=== What is asked ===
Identify every line in the listing below that contains the string "tulip", and copy each such line. Matching is case-sensitive.
─── Given data
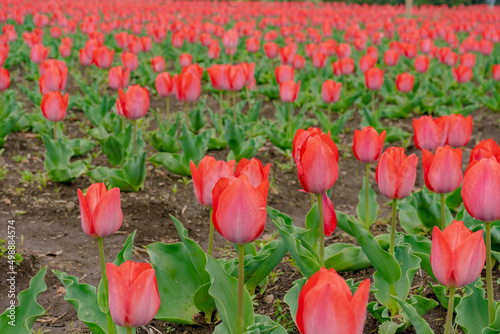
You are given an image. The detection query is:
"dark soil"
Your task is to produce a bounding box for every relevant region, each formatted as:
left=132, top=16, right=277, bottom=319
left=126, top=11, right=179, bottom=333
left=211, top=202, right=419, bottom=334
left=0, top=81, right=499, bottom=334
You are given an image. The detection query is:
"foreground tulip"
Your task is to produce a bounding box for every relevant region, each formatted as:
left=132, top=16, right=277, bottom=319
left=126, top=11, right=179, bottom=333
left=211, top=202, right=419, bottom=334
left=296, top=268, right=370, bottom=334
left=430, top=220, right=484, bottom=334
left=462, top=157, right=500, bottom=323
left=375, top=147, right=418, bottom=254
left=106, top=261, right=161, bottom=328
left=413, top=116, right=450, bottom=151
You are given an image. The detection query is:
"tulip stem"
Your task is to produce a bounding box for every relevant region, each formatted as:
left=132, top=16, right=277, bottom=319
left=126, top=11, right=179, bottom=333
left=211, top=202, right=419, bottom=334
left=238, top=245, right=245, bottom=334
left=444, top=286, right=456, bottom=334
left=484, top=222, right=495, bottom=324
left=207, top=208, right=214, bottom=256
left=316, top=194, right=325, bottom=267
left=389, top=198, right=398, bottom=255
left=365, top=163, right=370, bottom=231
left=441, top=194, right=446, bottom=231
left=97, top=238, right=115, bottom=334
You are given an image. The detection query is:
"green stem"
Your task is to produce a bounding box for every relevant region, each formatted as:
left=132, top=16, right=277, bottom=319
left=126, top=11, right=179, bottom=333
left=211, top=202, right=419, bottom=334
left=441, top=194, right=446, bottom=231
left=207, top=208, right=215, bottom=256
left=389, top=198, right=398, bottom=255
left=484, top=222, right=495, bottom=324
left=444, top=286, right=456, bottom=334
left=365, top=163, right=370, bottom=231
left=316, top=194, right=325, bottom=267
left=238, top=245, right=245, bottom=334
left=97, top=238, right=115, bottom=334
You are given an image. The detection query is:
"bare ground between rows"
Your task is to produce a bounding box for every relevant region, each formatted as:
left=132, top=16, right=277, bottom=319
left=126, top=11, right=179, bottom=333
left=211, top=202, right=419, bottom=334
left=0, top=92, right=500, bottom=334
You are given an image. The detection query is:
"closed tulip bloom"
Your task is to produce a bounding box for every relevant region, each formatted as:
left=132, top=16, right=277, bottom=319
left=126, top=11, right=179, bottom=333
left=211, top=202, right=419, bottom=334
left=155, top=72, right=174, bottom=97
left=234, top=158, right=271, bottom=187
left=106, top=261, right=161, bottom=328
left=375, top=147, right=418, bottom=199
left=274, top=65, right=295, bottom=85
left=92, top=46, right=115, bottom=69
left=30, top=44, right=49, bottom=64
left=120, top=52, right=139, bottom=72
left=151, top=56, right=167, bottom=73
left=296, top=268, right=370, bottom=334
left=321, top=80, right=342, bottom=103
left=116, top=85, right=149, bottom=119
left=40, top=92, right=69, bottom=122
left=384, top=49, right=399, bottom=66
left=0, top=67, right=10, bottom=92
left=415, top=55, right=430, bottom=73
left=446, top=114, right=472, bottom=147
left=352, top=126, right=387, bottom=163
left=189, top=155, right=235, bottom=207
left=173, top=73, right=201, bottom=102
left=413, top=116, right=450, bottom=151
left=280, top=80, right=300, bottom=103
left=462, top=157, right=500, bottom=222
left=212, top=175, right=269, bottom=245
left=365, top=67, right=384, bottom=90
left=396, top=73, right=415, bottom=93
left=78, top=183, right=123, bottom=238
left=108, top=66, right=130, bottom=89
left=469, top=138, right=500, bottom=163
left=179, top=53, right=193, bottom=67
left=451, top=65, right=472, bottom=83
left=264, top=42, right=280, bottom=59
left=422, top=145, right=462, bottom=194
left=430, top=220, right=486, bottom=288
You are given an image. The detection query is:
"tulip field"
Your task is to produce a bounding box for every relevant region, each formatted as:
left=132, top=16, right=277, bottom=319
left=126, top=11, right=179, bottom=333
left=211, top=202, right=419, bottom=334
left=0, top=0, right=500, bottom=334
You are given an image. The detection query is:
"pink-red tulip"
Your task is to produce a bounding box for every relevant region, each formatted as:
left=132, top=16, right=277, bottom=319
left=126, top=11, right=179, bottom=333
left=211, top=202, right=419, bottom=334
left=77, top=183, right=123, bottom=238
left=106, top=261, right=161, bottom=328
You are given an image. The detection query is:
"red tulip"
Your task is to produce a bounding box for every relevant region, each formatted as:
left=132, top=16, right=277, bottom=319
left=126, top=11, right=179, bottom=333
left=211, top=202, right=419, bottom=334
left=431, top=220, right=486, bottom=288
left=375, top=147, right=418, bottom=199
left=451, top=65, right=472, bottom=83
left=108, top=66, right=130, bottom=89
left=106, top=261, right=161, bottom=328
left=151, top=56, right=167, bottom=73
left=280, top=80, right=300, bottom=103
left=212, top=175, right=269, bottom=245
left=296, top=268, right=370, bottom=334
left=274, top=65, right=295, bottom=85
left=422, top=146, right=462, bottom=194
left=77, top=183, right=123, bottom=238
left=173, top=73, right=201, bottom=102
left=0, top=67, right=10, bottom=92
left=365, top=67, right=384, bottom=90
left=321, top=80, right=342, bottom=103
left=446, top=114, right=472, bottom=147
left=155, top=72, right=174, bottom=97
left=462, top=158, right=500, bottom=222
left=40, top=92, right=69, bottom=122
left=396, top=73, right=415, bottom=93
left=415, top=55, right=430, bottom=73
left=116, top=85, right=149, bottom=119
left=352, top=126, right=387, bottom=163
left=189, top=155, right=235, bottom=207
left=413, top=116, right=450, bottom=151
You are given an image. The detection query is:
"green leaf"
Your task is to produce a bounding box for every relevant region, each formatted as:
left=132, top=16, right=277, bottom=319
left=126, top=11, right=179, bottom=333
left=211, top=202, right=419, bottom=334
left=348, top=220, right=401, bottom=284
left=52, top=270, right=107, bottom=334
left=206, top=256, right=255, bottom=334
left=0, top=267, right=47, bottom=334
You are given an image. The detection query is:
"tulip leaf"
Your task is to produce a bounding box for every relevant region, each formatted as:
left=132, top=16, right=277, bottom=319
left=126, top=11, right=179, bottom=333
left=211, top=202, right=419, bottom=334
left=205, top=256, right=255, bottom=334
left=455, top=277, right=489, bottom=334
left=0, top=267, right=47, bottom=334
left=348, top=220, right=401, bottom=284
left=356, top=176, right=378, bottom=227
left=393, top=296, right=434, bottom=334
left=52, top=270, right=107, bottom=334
──────
─── Given data
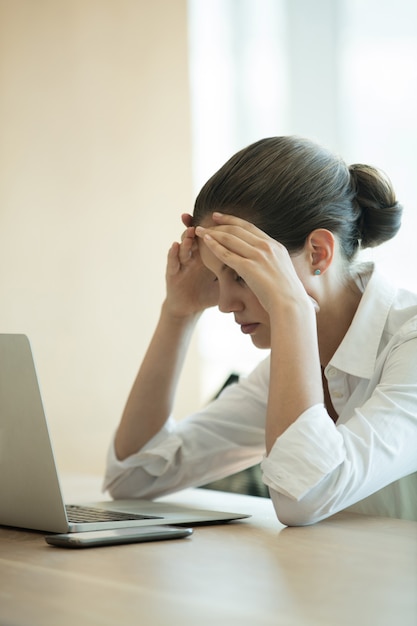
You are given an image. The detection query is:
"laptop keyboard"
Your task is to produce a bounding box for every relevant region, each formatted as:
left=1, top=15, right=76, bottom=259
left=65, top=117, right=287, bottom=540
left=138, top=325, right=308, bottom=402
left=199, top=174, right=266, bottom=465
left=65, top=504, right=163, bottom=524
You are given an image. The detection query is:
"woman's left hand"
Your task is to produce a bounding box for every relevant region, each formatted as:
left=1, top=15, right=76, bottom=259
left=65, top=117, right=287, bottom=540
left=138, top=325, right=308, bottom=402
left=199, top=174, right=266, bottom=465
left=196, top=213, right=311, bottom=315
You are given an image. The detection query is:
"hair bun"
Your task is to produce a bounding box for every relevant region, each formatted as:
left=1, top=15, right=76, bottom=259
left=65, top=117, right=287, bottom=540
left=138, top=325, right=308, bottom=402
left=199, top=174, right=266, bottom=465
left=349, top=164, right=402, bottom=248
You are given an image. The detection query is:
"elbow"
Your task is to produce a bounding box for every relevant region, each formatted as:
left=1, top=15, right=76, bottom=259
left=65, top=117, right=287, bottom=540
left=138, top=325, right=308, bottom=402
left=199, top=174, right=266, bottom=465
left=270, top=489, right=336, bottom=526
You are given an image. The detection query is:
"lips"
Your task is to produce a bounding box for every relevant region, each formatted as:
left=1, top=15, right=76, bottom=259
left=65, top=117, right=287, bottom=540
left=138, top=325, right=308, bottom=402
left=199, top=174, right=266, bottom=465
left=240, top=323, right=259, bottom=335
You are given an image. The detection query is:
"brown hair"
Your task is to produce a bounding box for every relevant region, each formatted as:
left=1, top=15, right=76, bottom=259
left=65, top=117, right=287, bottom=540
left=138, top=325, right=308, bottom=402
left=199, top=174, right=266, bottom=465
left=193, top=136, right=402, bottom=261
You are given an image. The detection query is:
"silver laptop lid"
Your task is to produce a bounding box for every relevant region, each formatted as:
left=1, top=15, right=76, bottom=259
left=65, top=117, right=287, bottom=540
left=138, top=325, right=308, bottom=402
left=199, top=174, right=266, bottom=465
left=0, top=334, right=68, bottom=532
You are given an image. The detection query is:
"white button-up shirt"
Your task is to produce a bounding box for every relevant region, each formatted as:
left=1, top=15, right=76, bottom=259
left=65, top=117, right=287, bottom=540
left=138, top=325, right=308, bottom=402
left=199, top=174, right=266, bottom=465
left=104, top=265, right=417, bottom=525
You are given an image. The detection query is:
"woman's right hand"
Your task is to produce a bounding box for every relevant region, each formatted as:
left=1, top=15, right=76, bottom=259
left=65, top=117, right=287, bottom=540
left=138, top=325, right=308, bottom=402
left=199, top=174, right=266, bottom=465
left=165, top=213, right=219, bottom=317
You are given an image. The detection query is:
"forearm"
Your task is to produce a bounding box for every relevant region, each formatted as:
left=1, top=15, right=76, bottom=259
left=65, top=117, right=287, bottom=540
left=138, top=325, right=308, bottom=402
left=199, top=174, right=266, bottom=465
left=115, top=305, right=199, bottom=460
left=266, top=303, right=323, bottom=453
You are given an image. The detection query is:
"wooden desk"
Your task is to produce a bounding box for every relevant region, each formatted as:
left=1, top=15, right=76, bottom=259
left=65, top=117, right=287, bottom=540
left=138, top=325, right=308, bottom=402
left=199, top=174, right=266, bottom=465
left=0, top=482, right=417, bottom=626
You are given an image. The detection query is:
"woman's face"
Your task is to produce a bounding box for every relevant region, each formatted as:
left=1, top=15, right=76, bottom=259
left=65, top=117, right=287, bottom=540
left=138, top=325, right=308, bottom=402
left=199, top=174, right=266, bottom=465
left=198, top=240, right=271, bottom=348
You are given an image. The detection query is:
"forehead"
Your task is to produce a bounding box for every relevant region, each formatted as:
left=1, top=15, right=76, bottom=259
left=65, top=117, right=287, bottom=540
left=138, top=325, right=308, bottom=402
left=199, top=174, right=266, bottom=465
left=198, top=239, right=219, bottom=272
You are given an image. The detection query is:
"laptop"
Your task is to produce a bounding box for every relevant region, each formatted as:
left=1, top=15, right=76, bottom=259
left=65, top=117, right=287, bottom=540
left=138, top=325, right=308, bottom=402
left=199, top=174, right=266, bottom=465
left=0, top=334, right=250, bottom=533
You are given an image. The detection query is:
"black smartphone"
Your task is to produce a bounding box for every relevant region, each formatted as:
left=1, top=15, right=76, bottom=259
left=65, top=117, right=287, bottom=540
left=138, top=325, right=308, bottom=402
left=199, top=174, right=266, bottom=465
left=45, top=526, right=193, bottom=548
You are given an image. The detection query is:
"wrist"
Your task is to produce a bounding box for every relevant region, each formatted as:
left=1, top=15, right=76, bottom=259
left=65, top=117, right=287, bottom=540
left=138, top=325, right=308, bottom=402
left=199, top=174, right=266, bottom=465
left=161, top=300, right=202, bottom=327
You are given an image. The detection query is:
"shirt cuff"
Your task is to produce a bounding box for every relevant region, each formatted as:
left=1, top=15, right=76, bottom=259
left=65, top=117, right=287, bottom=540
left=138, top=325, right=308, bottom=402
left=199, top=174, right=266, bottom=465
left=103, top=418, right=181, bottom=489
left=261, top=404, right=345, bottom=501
──────
─── Given data
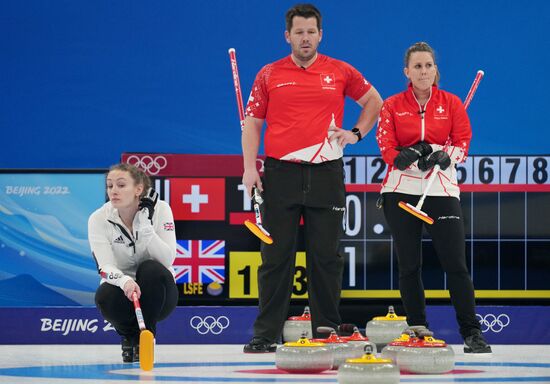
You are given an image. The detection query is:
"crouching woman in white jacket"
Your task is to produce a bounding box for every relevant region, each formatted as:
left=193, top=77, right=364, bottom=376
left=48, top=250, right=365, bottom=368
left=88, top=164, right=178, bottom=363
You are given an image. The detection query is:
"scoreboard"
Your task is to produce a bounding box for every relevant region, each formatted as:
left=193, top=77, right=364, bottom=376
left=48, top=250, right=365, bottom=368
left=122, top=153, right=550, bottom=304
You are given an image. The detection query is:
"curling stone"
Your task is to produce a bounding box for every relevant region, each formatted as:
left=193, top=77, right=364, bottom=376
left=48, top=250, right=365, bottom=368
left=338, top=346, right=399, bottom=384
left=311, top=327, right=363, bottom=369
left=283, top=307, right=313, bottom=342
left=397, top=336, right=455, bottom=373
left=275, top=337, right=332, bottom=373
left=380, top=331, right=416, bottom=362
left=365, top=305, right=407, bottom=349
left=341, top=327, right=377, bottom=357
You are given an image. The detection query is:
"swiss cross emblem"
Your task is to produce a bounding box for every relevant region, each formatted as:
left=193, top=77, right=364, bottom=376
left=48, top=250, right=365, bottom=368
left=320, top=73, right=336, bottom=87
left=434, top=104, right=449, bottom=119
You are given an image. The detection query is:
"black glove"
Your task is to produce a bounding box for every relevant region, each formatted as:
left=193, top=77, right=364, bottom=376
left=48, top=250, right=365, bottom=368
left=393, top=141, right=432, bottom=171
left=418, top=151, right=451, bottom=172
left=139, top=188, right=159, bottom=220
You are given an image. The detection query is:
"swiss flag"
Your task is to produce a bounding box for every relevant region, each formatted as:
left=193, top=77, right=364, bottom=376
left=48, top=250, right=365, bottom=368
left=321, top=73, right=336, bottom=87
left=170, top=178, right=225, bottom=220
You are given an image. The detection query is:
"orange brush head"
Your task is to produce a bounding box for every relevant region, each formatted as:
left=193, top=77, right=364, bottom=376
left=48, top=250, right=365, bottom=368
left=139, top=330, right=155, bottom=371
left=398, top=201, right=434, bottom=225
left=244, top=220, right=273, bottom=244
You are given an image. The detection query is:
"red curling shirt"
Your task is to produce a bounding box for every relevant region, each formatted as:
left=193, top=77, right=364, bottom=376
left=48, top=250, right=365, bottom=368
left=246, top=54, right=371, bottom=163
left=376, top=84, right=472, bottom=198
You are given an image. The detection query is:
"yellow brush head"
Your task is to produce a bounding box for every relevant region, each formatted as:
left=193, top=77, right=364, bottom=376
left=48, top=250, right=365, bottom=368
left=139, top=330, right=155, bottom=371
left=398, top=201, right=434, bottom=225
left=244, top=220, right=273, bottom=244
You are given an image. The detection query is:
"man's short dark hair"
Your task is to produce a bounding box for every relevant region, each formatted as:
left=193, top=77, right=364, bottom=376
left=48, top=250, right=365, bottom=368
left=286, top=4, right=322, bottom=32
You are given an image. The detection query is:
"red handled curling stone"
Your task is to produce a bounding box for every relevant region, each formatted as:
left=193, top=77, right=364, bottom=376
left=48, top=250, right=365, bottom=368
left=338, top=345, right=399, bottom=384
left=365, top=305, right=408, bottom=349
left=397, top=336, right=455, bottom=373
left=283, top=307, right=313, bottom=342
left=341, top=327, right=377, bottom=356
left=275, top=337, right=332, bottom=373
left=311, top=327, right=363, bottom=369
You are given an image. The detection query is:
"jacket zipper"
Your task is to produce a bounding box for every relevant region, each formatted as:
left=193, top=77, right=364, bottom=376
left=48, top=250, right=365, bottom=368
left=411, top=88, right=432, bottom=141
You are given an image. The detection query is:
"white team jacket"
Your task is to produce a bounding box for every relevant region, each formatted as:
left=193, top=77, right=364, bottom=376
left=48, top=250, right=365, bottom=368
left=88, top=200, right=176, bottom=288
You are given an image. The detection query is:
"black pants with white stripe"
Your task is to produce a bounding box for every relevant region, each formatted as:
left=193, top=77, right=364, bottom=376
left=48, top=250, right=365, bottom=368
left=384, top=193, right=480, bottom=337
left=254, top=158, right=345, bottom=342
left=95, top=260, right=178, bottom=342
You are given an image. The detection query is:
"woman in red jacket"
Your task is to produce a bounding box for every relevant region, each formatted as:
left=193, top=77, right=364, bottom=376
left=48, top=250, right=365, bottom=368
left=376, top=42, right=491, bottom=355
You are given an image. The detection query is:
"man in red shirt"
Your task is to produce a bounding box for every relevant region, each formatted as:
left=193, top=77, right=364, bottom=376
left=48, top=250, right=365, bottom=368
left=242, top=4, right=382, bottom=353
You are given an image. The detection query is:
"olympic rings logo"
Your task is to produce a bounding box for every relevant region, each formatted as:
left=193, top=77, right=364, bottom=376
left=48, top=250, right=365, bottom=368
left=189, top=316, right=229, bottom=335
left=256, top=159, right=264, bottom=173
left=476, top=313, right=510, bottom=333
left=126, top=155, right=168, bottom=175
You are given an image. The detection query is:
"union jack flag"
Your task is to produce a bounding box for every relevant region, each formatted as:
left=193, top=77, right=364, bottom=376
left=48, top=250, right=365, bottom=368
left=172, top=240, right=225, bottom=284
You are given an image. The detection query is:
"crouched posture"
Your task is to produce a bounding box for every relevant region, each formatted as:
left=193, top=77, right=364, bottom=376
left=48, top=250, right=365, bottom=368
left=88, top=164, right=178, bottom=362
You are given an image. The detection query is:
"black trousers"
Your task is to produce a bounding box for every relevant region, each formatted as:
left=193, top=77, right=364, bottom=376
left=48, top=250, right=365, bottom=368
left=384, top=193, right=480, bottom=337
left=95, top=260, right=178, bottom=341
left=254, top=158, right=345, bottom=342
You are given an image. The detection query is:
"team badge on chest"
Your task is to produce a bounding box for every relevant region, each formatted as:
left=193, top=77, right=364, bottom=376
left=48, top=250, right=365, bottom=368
──────
=== Exercise answer ===
"foreground tulip"
"tulip stem"
"closed tulip bloom"
"tulip field"
"pink-red tulip"
"red tulip"
"tulip leaf"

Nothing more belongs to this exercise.